▸ **Stated problem**
Extract from the data below every line that contains the string "doorway". Matching is case-sensitive.
•••
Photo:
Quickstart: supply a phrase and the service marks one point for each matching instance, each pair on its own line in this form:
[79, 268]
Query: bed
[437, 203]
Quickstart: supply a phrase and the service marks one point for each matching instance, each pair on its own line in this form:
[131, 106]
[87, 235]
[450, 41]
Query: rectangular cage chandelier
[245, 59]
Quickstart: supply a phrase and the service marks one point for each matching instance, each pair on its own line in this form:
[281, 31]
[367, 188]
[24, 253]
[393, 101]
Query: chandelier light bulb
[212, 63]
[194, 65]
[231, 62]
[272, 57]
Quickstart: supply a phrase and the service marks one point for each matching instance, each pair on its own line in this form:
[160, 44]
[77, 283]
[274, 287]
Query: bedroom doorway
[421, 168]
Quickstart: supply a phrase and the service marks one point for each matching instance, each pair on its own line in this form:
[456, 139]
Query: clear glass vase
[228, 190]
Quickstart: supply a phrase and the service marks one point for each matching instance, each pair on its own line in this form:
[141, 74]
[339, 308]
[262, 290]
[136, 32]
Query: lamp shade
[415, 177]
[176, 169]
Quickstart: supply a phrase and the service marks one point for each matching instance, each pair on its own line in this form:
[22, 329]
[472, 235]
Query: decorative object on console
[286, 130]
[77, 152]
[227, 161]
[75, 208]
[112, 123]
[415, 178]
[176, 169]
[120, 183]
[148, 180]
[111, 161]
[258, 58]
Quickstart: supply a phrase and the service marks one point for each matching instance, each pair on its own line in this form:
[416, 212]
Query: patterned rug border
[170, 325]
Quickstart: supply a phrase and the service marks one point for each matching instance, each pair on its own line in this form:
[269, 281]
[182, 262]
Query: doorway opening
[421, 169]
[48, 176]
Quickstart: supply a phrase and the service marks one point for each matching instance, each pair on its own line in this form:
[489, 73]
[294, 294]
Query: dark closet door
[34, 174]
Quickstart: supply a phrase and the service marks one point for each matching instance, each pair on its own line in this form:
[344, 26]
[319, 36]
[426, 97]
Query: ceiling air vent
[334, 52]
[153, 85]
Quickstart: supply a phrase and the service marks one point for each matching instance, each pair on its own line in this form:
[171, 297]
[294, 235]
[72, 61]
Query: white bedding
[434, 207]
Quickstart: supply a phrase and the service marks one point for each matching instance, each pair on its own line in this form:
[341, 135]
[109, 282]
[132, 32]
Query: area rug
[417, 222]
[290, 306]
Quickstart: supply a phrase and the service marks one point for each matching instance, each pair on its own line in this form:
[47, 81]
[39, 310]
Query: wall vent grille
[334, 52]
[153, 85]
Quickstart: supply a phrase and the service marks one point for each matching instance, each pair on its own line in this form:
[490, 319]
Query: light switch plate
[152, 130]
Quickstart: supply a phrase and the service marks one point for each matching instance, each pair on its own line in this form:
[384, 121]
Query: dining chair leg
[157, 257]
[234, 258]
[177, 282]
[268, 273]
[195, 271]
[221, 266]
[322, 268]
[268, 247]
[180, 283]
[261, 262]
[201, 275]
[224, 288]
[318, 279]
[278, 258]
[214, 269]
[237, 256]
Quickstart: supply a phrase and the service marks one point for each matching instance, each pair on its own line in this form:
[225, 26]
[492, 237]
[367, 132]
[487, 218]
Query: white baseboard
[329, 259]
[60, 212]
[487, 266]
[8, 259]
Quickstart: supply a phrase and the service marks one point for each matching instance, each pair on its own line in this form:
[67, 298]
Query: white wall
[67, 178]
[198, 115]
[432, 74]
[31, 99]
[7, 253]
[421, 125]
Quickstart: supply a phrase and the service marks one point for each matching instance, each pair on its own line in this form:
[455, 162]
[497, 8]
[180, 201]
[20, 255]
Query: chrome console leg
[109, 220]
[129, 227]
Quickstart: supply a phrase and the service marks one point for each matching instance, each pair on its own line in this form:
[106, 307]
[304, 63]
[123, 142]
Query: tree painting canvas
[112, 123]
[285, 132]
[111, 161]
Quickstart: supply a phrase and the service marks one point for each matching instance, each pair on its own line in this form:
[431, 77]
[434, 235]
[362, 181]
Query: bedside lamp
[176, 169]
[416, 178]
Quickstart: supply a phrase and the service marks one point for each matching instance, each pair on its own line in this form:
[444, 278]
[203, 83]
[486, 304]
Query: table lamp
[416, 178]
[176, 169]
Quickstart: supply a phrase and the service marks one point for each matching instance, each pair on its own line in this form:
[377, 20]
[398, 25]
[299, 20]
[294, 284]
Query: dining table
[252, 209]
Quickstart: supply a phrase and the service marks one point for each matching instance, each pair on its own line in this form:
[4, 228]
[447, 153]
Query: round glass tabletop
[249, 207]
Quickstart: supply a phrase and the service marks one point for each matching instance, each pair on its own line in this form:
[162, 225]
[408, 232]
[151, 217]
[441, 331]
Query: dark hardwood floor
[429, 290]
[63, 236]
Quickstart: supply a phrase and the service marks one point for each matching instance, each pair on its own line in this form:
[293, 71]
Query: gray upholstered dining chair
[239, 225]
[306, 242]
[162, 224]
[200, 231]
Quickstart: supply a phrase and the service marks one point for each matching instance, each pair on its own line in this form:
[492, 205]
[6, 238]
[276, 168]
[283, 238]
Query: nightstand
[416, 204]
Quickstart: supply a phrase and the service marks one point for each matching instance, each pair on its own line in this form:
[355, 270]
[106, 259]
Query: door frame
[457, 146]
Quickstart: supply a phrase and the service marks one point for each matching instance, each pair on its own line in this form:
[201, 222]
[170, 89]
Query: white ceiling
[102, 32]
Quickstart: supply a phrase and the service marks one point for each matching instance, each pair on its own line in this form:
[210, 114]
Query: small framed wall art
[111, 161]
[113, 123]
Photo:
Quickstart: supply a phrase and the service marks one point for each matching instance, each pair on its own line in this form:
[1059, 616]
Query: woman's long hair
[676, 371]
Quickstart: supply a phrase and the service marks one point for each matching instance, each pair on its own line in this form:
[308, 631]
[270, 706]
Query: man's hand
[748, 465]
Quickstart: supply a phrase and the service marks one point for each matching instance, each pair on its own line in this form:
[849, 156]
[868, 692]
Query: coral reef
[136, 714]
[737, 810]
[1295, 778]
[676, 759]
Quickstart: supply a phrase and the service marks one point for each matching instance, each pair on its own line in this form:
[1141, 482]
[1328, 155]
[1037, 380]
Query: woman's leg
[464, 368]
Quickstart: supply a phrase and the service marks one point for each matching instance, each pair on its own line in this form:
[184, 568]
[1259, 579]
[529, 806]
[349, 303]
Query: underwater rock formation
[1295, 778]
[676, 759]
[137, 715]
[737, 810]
•••
▸ **Answer**
Query: bedroom doorway
Query: doorway opening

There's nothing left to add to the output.